Written task: Arrange every line of the items below as a Markdown table with the columns "No." and "Line," one numbered row per line and no rows for blank lines. Leave the pictures out of your answer.

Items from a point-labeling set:
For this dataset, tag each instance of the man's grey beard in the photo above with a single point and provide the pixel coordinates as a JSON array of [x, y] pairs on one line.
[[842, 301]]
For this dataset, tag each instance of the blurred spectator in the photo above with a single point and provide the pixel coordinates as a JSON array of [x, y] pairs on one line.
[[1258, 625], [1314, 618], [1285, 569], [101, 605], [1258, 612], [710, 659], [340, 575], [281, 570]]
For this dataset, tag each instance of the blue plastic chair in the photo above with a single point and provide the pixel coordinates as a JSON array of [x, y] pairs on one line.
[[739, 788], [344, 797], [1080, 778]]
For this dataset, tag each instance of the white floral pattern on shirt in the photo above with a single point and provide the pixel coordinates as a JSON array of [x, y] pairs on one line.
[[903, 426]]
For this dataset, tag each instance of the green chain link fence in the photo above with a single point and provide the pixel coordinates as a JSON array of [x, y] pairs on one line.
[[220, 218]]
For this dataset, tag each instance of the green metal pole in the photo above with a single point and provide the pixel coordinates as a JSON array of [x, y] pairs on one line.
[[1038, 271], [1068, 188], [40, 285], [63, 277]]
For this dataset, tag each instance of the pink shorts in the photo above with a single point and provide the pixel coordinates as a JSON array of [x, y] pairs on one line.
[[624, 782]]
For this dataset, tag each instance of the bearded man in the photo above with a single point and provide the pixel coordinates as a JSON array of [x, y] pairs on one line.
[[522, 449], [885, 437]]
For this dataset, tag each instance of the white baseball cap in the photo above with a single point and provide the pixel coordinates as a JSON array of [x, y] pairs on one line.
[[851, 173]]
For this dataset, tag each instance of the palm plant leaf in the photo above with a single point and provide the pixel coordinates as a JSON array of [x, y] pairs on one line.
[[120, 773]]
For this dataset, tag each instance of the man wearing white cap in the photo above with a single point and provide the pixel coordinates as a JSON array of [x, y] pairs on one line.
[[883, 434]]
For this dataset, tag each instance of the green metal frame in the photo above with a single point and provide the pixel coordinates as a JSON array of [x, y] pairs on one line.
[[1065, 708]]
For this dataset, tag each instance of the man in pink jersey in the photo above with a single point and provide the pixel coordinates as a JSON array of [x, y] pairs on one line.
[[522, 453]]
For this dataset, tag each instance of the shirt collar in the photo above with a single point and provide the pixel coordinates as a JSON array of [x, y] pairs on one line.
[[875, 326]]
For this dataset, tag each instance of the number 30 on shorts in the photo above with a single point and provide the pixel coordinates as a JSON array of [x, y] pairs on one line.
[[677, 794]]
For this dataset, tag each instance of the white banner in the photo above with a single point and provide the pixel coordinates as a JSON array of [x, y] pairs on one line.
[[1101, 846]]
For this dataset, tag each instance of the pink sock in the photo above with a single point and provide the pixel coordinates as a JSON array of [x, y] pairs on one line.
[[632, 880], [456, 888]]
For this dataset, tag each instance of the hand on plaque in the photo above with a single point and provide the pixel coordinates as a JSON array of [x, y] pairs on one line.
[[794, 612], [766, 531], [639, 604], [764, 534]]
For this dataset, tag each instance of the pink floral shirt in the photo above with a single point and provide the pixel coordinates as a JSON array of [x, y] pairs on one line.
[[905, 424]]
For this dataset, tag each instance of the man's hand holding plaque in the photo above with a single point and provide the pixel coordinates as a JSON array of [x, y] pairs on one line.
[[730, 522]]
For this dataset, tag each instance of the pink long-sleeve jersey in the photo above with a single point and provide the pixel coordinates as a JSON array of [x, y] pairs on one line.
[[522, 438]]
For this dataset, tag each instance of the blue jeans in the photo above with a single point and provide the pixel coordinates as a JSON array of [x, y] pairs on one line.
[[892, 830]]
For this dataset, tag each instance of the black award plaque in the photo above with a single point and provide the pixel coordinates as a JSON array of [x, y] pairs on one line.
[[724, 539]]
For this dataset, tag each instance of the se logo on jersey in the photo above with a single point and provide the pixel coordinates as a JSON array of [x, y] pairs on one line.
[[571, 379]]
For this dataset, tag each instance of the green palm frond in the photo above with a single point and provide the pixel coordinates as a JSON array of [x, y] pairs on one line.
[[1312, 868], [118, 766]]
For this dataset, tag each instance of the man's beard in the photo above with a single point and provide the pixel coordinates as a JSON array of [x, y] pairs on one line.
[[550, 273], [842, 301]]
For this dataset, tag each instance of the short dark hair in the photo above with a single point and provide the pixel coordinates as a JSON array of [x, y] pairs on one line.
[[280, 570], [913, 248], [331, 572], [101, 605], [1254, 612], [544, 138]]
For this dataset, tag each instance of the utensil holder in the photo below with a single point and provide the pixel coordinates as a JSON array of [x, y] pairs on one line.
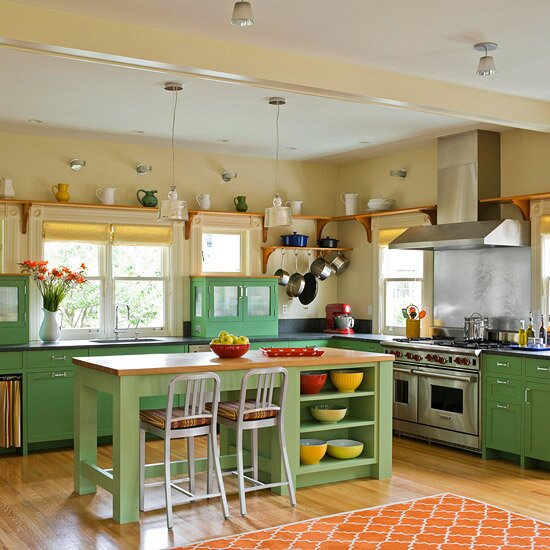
[[412, 328]]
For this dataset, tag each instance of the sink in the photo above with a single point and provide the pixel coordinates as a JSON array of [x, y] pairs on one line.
[[123, 340]]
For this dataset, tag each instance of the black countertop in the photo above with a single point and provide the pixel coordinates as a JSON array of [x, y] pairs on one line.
[[188, 340]]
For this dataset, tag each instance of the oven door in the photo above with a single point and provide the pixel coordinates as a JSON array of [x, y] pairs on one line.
[[405, 392], [449, 399]]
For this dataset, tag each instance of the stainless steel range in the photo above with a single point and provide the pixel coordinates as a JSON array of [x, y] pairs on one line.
[[437, 390]]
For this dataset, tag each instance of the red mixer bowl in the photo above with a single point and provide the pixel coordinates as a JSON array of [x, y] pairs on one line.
[[312, 382]]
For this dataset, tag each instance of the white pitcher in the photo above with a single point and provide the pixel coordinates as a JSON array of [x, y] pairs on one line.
[[350, 203], [6, 188], [106, 194], [203, 201], [295, 207]]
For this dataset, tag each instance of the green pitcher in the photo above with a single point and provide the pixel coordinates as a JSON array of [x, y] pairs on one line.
[[240, 203], [148, 199]]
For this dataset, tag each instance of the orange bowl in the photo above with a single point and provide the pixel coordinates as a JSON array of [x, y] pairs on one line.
[[229, 351]]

Solution for this task:
| No. | Line |
|---|---|
| 1 | For this dataset, tag each instance of the man's grey beard in the photo above with a single point and provide the pixel coordinates as a JSON array of [x, y] pairs on one line. |
| 2 | [[842, 301]] |
| 3 | For this dataset, tag each instance of the blurred spectator in the photo above with a single point and provide the pixel coordinates as a JSON array of [x, y] pairs on one line. |
| 4 | [[1258, 625], [1314, 618], [1285, 569], [101, 605], [1258, 612], [710, 659], [340, 575], [281, 570]] |
| 5 | For this dataset, tag each instance of the blue plastic chair in the photo above with a single point and provide the pixel coordinates as a JSON array of [x, y] pairs on one line. |
| 6 | [[739, 788], [344, 797], [1080, 778]] |
| 7 | For this dataset, tag each instance of the white floral pattern on shirt in the photo above with a single point and provide the pixel coordinates as a JSON array of [x, y] pairs on one line. |
| 8 | [[903, 426]] |
| 9 | For this dataset, tag each instance of the green chain link fence in the photo above with a single point and provide the pixel coordinates as a JSON array of [x, y] pairs on one line. |
| 10 | [[220, 218]] |
| 11 | For this dataset, tag each instance of the green metal pole in the photo above with a single point and provide the pixel coordinates as a JSON array of [x, y] pairs on one line. |
| 12 | [[1038, 271], [1068, 188], [40, 285], [63, 277]] |
| 13 | For this dataset, tag each instance of the pink shorts in the photo above with a single point and provide the pixel coordinates as a JSON array of [x, y] pairs on one line. |
| 14 | [[624, 782]] |
| 15 | For this dataset, tag each instance of the bearded man in the photo above with a single point and provide the pixel coordinates as a JSON array of [x, y] pairs on one line. |
| 16 | [[522, 449], [885, 437]] |
| 17 | For this dataset, tag each instance of the white baseball cap in the photo above with a single point and provide the pixel coordinates as a JSON array of [x, y] pairs on one line. |
| 18 | [[851, 173]] |
| 19 | For this dataset, tag each instance of the palm plant leaf in the photo above with a single point and provide the pixel coordinates as a JSON array of [x, y] pairs on one line. |
| 20 | [[120, 773]] |
| 21 | For this dataset, tag each instance of the man wearing white cap in the photo above with a single point and provide the pixel coordinates as a JSON array of [x, y] pairs on one line. |
| 22 | [[883, 434]] |
| 23 | For this dataset, tag each instance of the green metal frame in the photo above with a single point and provide the pixel coordinates as a JSON array of [x, y] pairs on one line. |
| 24 | [[1065, 708]] |
| 25 | For this dataset, tag each instance of the man in pink jersey in the photo above with a single point and provide the pixel coordinates as a JSON array of [x, y] pairs on one line. |
| 26 | [[522, 453]] |
| 27 | For this dataset, tag each instance of the shirt collar in the photo above with a single point and provide the pixel coordinates as a JSON array of [x, y] pairs on one line. |
| 28 | [[875, 326]] |
| 29 | For this dataset, tag each instance of the number 30 on shorts in the photo above with a single point and provide the pixel coordinates as a JSON array of [x, y] pairs on one line. |
| 30 | [[677, 794]] |
| 31 | For this dataset, tag each instance of the white banner in the photo above with a single point and provide the pixel coordinates as a JSON array of [x, y] pairs on one line. |
| 32 | [[1101, 846]] |
| 33 | For this dataset, tag each instance of the pink sock in the photo above with a single point and provide the pixel coordinates as a JSON array of [x, y] pairs on one line. |
| 34 | [[632, 880], [456, 888]] |
| 35 | For this dataset, tag each instance of the hand on plaque in the photo above with a single point and provide the pixel coordinates as a JSON array of [x, y] pairs on one line. |
| 36 | [[794, 612], [766, 531], [639, 604], [764, 534]] |
| 37 | For this dataset, tag each instance of the pink floral shirt in the photo above with a single point and provide the pixel coordinates as a JSON array of [x, y] pairs on one line. |
| 38 | [[905, 424]] |
| 39 | For this dataset, tag each instance of the man's hand holding plaque in the photo above with a single point and provide the pixel coordinates as a JSON array of [x, y] pairs on one line. |
| 40 | [[730, 522]] |
| 41 | For this dataset, tag each instance of the pink long-sleeve jersey in the photo above with a single point and provide the pixel coordinates as a JSON array of [x, y] pairs on one line. |
| 42 | [[522, 438]] |
| 43 | For this dataset, tag each instance of the blue jeans in the photo above with a single point and provide the pixel coordinates as a JSON array of [x, y] pairs on one line. |
| 44 | [[892, 830]] |
| 45 | For this dataset, tag each instance of the black award plaque in the photo above with a single point and provide the pixel coordinates as a JSON array of [x, y] pairs on one line. |
| 46 | [[724, 539]] |
| 47 | For this dataset, tag each instance of the se logo on jersey in the photo above with a single point and provide the pixel coordinates as a JSON array of [x, y] pairs on one line. |
| 48 | [[571, 379]] |
| 49 | For this dataset, tag each instance of the green palm frond in the photo above with a single point and provide the pixel coordinates as a JSON array of [x, y] pairs on one line. |
| 50 | [[1312, 868], [118, 766]] |
| 51 | For this dataset, tag each instance of the man's beard in the photo above with a single point and provide the pixel coordinates as a JSON array of [x, y] pairs on one line. |
| 52 | [[550, 273], [842, 301]] |
| 53 | For this dataset, tag each instance of the short dark hair in the photo above with a single point and provide the pixel coordinates as a JSON array of [x, y] pairs on one line. |
| 54 | [[280, 570], [913, 248], [331, 572], [101, 605], [1254, 612], [544, 138]] |
| 55 | For this dataset, tag each instance of the utensil holder in the photo below with a single point and provide the pixel coordinates as a JSON array of [x, y] pairs on one line. |
| 56 | [[412, 328]] |
| 57 | For this dataset, tag each instance of the sink in the photo above with a single point and provide the pixel coordinates as a JSON array of [x, y] pairs on one line. |
| 58 | [[123, 340]] |
| 59 | For this dataset, tag each instance of the black countertop in the photo above with a single point and provide the pixel coordinates as a JSON array of [x, y] pairs on one line. |
| 60 | [[188, 340]] |
| 61 | For this dataset, tag each instance of the oven door in the photo above with a single point and provide the pixel coordinates as a JSON array of [x, y] pairs on one line. |
| 62 | [[405, 392], [449, 399]] |
| 63 | For this dataset, tag each instance of the stainless steel range in the photo above with a single point and provide the pixel coordinates as a JSON array of [x, y] pairs on one line. |
| 64 | [[437, 390]] |
| 65 | For this dataset, tag each instance of the red mixer bowl in the photo above with a single point and provide the pixel coordinates as a JSON array of [x, y] pairs on one line. |
| 66 | [[312, 382]] |
| 67 | For this dataset, tag each instance of the white pitcher in the photo above with a single point and provide the pixel coordinates as a JSON array of [x, y] pairs on one line. |
| 68 | [[350, 203], [6, 188], [106, 194], [203, 201], [295, 207]] |
| 69 | For this dataset, tag each instance of the green pitcher in the photo above with a single point and provide the pixel coordinates as a JSON array of [x, y] pairs on one line. |
| 70 | [[240, 203], [148, 199]] |
| 71 | For this dataset, tag each instance of the orange bowl in the photo above with a single point and provide the pixel coordinates as a JSON array of [x, y] pairs on one line. |
| 72 | [[229, 351]] |